• [TEXT BLOCK]:

Filed under: Action, Classics, Drama, Sci-Fi & Fantasy, Games and Game Movies, Columns, Film Clips

Perhaps it seems a bit premature to speculate about the cinematic future of The Looking Glass Wars. After all, the book was only released two weeks ago in the United States, in spite of being a huge hit over in the UK for nearly two years. But the book's author, Frank Beddor, is a film producer (There's Something About Mary), and the book is so clearly written with a film version in mind that it's impossible, while reading it, not to imagine it on the screen.

After all, how many books do you know that have a trailer? And a card game? And a successful comic spin-off? And a soundtrack? And given the enormous success of Harry Potter,and that books like The Golden Compass, Eragon, Inkheart and The Spiderwick Chronicles are being made into films, it doesn't seem much of a reach to think that it's only a matter of time before someone snatches up The Looking Glass Wars.

The book is another in the trend of re-imaginings of classic tales ala Gregory Maguire (Wicked: The Life and Times of the Wicked Witch of the West). Where Wicked (in the book version, at least) turned The Wizard of Oz stories on their ear, though, giving us full-fledged, conflicting political and philosophical systems, characters with hidden motivations and complex alliances, and a plot with some unpredictable twists and turns, The Looking Glass Wars is more of a one-dimensional tale. The premise is that Beddor, after years of painstaking research, has uncovered the truth about Alice Liddell, to whom Lewis Carroll's Alice in Wonderland and Through the Looking-Glass were dedicated. Alice, the book posits, was really Alyss Heart, princess of Wonderland. Her mother, Queen Genevieve, was violently overthrown by Redd, her psychotic older sister, in a bloody coup staged on the princess' seventh birthday.
Alyss escaped with Hatter Madigan, the royal bodyguard, to our reality, but once there the two became separated, and Alyss, relegated to an orphan asylum, eventually ends up adopted by the Liddells. No one believes Alyss' tales about Wonderland, until she meets Reverend Charles Dodgson (Lewis Carroll), who writes a fantasy novel about her stories -- devastating young Alyss, who thought he really believed her. Thereafter she accepts the Anglecized spelling of her name, Alice, gives up her coveted imagination, and grows up. Back in Wonderland, Queen Redd learns that Hatter Madigan and Alyss survived, and Alice, now a young woman engaged to a prince, gets sucked back into Wonderland again, where she must fight to reclaim her throne. There's also a love interest for Alyss in the form of the young princess' childhood friend Dodge Anders, son of the head of the Royal Guard, who, after Alyss disappears, grows up to become a leader of the underground resistance fighting Queen Redd, who call themselves The Alyssians in Alyss' honor.

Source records

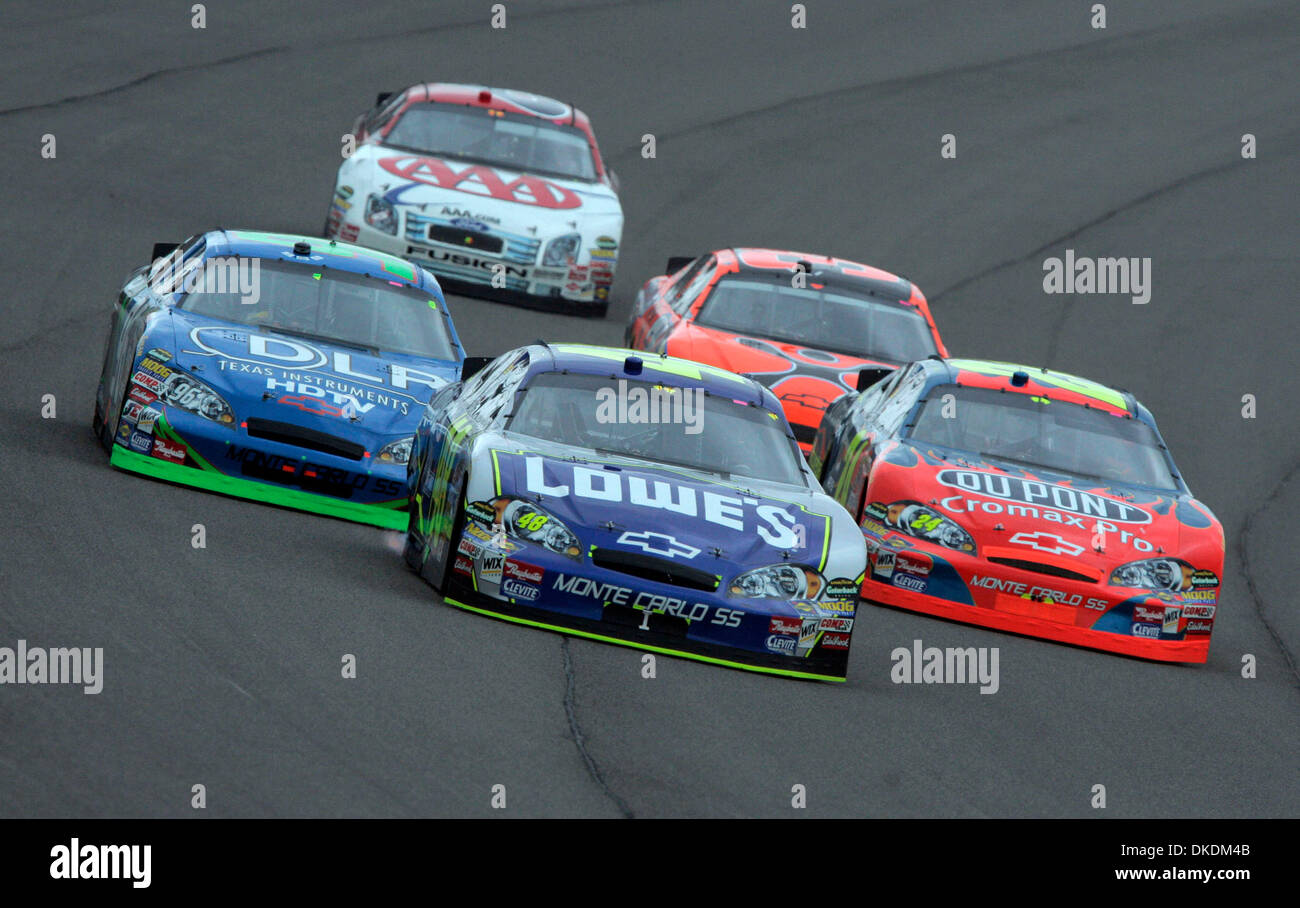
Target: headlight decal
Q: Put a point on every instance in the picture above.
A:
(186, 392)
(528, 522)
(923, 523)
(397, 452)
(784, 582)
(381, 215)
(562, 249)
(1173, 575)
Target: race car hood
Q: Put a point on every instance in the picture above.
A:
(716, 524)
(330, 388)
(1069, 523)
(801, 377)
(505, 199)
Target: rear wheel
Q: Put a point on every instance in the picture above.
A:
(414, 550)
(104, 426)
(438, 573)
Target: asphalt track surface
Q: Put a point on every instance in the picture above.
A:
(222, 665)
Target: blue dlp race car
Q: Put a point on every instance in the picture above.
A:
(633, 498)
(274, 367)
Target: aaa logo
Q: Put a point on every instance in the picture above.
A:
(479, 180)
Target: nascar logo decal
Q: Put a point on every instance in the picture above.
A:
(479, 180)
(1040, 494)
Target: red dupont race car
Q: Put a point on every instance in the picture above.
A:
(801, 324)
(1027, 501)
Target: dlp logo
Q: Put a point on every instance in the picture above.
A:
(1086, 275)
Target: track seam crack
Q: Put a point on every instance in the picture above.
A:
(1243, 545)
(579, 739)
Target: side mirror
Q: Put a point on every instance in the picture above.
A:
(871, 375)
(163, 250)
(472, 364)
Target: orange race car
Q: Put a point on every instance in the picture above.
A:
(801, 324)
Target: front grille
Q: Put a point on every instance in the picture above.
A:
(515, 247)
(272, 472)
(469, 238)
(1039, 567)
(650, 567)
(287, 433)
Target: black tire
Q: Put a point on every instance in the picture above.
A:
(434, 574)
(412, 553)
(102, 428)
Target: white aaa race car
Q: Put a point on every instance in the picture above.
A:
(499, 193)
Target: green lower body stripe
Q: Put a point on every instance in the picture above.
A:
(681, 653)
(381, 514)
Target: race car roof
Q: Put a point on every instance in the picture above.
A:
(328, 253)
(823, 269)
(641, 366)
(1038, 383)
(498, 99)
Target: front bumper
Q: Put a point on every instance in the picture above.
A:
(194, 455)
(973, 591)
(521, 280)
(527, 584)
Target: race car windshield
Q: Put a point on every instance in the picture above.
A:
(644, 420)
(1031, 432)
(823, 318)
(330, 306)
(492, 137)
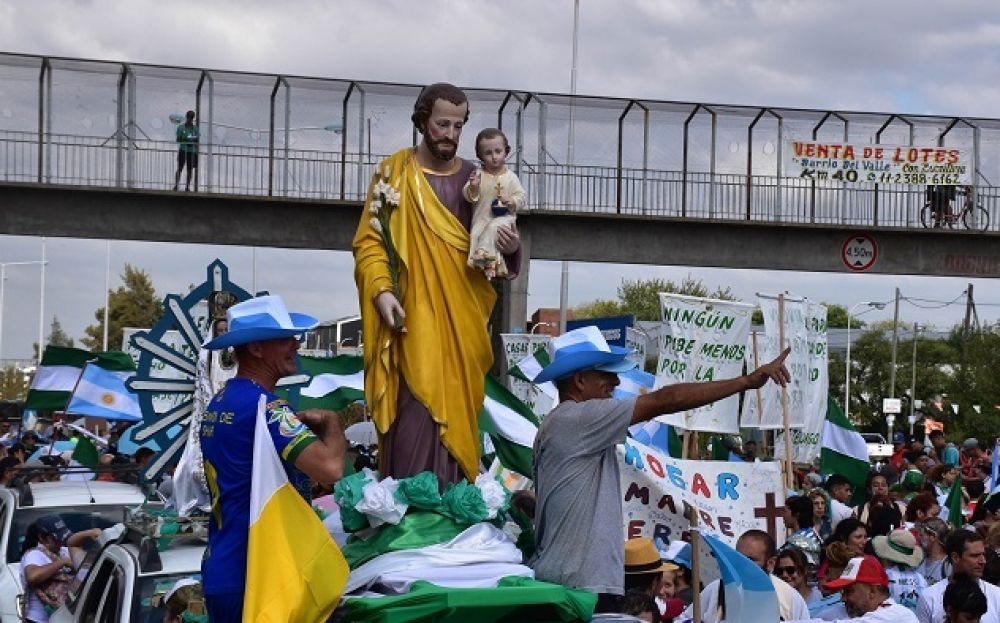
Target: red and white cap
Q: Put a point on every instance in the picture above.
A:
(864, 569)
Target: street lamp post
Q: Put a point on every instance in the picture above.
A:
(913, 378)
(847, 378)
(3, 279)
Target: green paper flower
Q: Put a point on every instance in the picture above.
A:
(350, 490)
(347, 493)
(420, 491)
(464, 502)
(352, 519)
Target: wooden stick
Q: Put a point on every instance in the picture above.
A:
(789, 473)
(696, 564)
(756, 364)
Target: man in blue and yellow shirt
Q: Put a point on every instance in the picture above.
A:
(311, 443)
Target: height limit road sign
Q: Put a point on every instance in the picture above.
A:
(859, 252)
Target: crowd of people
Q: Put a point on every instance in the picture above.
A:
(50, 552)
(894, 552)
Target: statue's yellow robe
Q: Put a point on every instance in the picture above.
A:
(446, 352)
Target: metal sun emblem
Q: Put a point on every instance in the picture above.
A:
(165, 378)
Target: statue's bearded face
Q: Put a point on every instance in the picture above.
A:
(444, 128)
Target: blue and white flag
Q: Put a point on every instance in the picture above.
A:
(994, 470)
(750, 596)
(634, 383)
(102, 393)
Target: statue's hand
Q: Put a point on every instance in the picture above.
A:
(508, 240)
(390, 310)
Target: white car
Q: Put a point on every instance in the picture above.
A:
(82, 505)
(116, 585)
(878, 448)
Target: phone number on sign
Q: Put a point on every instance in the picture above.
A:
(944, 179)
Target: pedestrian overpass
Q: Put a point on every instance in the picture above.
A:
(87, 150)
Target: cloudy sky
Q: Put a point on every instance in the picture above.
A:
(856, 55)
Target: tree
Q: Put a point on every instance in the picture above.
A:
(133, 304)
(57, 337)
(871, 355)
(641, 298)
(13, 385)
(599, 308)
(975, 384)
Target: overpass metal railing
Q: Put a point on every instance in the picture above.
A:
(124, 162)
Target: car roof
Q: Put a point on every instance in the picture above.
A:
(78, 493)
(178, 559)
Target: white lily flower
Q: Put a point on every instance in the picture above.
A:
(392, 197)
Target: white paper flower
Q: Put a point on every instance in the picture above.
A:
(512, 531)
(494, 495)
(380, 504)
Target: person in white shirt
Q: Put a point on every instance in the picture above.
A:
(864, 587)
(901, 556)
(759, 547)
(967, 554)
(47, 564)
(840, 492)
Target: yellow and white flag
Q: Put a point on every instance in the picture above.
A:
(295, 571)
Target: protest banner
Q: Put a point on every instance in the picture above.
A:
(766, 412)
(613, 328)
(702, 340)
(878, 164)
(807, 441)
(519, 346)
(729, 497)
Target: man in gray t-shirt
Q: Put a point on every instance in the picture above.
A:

==

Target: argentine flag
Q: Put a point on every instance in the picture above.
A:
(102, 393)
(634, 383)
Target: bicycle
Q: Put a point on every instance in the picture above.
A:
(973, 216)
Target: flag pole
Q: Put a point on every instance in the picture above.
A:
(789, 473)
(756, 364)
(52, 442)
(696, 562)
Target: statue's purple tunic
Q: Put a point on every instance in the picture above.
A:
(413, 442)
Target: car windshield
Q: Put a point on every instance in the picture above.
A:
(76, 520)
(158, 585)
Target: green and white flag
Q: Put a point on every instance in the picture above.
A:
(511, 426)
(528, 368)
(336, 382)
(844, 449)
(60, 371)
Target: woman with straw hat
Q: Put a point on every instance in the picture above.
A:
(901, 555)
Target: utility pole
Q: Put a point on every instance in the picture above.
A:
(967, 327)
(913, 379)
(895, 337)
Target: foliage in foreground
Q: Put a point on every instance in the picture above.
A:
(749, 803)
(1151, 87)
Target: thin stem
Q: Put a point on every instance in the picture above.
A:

• [EXERCISES TO COMPLETE]:
[1] According to the article about The Looking Glass Wars, on what occasion was Queen Genevieve overthrown?
[2] Count the lines of the records that contain the string "green", and reply with only the number.
The records are unrelated to the article about The Looking Glass Wars.

• [THE RESPONSES]:
[1] She was overthrown in a bloody coup staged on the princess' seventh birthday.

[2] 3